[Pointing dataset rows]
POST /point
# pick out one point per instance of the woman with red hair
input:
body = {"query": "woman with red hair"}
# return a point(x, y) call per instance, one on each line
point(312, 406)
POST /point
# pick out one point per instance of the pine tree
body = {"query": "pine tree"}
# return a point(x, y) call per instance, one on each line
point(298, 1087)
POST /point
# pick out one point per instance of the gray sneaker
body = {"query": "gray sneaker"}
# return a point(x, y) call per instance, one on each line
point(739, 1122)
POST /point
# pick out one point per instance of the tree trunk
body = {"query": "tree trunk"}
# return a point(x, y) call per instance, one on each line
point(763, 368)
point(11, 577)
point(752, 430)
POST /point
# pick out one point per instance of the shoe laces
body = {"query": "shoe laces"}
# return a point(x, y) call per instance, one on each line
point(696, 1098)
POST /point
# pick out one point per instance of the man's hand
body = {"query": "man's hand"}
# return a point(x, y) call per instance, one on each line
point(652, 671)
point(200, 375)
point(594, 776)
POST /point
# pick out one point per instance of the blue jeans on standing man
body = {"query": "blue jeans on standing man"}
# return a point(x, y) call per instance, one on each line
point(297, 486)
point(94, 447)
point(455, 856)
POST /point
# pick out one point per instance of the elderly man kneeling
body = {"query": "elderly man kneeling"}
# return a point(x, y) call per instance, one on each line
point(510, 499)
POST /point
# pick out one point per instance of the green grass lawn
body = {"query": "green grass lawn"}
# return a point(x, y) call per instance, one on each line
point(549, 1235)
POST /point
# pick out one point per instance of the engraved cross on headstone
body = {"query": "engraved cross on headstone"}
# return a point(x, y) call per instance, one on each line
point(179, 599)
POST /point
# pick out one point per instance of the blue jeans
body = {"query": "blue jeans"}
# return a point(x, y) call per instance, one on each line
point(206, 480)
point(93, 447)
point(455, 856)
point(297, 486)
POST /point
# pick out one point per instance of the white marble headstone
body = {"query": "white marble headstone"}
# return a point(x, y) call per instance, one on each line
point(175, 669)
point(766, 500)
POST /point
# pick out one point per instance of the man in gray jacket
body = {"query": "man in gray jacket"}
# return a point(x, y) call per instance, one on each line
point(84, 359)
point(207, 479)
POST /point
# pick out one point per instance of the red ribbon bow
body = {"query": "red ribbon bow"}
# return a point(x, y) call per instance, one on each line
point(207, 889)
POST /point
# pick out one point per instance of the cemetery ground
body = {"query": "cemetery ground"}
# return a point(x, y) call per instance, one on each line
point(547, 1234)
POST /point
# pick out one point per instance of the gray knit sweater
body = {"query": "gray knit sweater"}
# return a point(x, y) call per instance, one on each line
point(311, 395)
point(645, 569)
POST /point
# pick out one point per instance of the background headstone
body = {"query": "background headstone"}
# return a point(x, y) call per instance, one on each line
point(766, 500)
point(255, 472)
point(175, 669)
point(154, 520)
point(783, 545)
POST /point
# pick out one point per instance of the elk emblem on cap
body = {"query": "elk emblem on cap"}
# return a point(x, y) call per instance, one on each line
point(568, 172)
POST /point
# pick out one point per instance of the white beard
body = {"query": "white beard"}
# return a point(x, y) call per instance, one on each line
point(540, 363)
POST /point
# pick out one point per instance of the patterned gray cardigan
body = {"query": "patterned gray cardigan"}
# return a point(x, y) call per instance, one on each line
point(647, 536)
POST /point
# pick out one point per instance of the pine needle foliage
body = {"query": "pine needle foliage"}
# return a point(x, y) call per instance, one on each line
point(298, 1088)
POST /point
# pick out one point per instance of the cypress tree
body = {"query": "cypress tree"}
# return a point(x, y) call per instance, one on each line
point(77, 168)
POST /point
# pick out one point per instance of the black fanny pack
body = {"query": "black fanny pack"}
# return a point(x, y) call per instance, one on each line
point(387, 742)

- _What is needed_:
Can you rewrite every row above so that "pick out" becomes "mark", with nothing else changed?

- _Solution to the problem_:
POST /point
# mark one point per instance of the woman with red hair
input:
body = {"query": "woman with red hair"}
# return a point(x, y) call per instance, one on each line
point(312, 406)
POST /point
# mark one point per instance of the pine tree
body = {"query": "pine tree"}
# return a point(x, y) call per instance, one on each line
point(298, 1087)
POST /point
# mark one point per instance of the gray sneaker
body = {"query": "gray sneaker"}
# return a point(x, y) call per instance, one on each line
point(739, 1122)
POST /point
# mark one point per instance of the tree trunk
body = {"query": "tree trunk"}
# return a point(x, y) call per instance, one on each line
point(763, 368)
point(11, 577)
point(752, 430)
POST /point
# mark one point per instance of the shoe laces
body = {"query": "shoe laces"}
# return a point(x, y) call per instance, one on each line
point(696, 1098)
POST /point
# mark one point per instance of the man's hand
body = {"query": "man's hand"}
# return a point(x, y) call per instance, one on each line
point(652, 671)
point(200, 375)
point(594, 776)
POST /point
# mark one point per instance of the blue jeans on standing man
body = {"query": "blue jeans on standing man"}
# return a point(x, y) call per instance, one on each line
point(297, 486)
point(94, 447)
point(455, 856)
POST /point
# mark one point per instance of the elderly man kneeling
body = {"query": "elderly man kneeling"}
# return a point(x, y) call per instance, one on each line
point(510, 499)
POST /point
# mark one point per instance of the green grass lawn
body = {"query": "green grass lawn"}
# return a point(x, y) call per instance, one on each line
point(549, 1235)
POST /point
# mark one point per instance of the engraved cross on headstone
body = {"query": "engraved cross on headstone"}
# return a point(x, y) call per instance, one on each line
point(179, 599)
POST /point
# mark one point per instance of the blue jeans
body = {"query": "blue jeans"}
# return a point(x, y) call per instance, one on each line
point(206, 480)
point(93, 447)
point(455, 856)
point(297, 486)
POST /point
# mark one point per instance of the white marble headstone
body = {"query": "white marble headstone"}
# return a point(x, y) call per instance, one on each line
point(175, 669)
point(766, 500)
POST /point
# mark one point per instance of the man in gray jacket
body = {"query": "man in gray jacket"}
# return a point(x, y) call per instance, one on each line
point(84, 359)
point(207, 479)
POST /point
# mark one point per instance of the red ribbon bow
body = {"query": "red ribbon bow"}
# return a point(x, y) call per instance, one on each line
point(207, 889)
POST /point
# mark one point per instance of the cemetery ground
body = {"query": "cemetery ground"}
# return a point(x, y) call per instance, one on each line
point(547, 1234)
POST /point
# mark one point per instance of the gray knit sweater
body = {"query": "gray knit sweater"}
# return a point(x, y) call per instance, one on each line
point(311, 395)
point(645, 569)
POST /point
# mark one point per instance of the background headstone
body = {"query": "background headstone"}
# return a point(x, y) call per instance, one on each line
point(766, 500)
point(255, 472)
point(175, 669)
point(154, 520)
point(783, 545)
POST /point
# mark one point per instance of the elk emblem on cap
body = {"query": "elk emblem on cap"}
# return a point(x, y) call per instance, one on each line
point(568, 172)
POST /point
# mark one point per instance of the white beard
body = {"query": "white beard"}
# return a point(x, y) call per instance, one on each line
point(540, 363)
POST /point
# mark one point per instance of the patterned gray cardigan
body = {"query": "patterned gray cardigan"}
# return a point(x, y) call per instance, one on each line
point(647, 536)
POST /point
# mark one point per instance of the pine needle foliage
body = {"query": "pine needle foliage"}
# return a point(x, y) call per instance, one on each line
point(298, 1088)
POST /point
# mark one point per instance of the cypress tree
body = {"query": "cypress tree"}
# return a point(x, y) call per instance, one on each line
point(77, 168)
POST /point
# mark one point per instance of the black fanny pack
body = {"query": "black fanny pack"}
# return a point(x, y) call per instance, one on each line
point(387, 742)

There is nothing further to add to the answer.